■ **Short exercise**
Copy the lines of the records starting with the line containing "Where can the man in red" and going on through the line containing "point(19, 30)", replacing "jacket" with "coat" and changing nothing else. Give only those lines.

•••••

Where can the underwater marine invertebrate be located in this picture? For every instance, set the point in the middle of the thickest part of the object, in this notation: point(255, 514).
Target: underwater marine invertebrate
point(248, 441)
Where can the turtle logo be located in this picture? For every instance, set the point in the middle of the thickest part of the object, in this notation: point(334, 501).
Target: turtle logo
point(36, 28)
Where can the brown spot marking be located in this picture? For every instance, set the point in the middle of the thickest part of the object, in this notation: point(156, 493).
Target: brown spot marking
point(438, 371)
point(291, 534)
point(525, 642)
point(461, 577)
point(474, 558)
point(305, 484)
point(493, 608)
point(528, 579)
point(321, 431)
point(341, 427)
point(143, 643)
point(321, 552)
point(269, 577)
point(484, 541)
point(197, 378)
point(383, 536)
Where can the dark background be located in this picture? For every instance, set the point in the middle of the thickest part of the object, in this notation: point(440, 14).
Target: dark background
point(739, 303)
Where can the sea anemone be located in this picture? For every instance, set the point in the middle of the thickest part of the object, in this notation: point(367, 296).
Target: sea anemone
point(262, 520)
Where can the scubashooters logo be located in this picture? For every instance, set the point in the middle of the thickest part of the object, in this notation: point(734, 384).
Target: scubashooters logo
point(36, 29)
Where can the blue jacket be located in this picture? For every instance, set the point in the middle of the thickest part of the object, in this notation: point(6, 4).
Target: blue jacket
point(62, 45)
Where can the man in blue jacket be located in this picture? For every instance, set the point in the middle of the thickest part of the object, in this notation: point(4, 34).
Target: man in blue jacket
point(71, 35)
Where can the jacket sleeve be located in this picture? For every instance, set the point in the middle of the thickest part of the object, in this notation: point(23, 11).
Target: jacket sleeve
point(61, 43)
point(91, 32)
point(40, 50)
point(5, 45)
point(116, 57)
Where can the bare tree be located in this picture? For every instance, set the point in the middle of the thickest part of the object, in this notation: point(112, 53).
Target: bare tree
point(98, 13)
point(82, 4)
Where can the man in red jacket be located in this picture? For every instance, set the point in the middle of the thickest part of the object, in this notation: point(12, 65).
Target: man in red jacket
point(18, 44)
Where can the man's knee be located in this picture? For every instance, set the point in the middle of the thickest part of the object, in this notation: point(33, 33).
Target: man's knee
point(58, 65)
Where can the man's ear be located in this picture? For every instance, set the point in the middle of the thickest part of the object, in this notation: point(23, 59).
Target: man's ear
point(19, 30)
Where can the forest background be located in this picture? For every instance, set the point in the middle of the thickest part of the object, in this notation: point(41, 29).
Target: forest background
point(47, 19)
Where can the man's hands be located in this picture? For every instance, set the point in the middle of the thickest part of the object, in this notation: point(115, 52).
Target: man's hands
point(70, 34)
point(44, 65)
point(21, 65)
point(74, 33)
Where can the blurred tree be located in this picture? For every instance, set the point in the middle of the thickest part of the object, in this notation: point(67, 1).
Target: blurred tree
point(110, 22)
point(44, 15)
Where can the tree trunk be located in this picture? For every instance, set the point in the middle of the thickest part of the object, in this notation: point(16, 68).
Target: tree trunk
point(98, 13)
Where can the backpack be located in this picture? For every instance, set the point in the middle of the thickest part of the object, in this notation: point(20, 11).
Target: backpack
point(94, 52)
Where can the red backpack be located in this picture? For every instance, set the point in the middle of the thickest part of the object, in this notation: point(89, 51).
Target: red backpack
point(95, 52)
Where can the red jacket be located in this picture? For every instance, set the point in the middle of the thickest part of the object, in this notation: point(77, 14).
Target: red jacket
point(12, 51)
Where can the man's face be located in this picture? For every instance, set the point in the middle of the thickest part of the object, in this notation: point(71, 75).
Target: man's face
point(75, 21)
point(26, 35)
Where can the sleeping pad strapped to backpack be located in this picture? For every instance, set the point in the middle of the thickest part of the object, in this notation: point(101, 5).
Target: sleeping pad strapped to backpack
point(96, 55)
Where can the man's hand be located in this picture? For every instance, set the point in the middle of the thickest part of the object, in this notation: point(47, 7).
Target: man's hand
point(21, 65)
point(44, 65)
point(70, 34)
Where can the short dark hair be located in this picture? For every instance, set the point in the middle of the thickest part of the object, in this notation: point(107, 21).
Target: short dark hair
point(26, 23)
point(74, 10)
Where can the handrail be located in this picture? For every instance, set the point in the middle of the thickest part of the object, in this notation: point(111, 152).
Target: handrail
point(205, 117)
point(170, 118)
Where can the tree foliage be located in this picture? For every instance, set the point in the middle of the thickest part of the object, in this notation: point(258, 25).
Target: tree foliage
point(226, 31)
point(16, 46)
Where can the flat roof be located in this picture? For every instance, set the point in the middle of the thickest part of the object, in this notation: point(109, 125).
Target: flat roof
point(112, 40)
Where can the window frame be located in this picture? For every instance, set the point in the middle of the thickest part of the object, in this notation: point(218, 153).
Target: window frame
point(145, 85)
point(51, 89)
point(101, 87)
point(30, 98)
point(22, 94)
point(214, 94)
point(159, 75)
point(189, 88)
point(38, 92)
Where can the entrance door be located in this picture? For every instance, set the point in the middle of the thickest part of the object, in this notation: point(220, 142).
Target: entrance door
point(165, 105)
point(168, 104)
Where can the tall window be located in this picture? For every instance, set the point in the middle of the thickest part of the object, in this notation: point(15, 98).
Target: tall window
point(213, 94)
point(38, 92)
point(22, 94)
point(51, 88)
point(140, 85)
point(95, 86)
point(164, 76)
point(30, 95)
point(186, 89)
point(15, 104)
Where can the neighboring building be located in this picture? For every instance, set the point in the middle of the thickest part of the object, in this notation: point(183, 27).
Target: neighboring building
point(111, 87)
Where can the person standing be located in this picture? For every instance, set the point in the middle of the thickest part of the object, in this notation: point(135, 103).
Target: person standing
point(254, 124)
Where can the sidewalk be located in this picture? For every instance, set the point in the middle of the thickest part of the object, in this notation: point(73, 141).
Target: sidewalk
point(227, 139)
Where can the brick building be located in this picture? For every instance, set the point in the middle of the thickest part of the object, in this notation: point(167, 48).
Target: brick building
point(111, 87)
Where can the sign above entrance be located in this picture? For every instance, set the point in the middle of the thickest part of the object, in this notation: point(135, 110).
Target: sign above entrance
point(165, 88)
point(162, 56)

•••••

■ **Answer to the problem**
Where can the man in red coat be located in this picture? For every instance, set the point in the middle of the thickest part of the object, in this notation: point(12, 65).
Target: man in red coat
point(18, 44)
Where can the man's knee be located in this picture? For every instance, set the point in the middle of the thickest part of the object, in this notation: point(33, 33).
Target: man's knee
point(58, 65)
Where can the man's ear be located in this picture? For every instance, set the point in the middle of the thickest part of the object, in this notation: point(23, 59).
Target: man's ear
point(19, 30)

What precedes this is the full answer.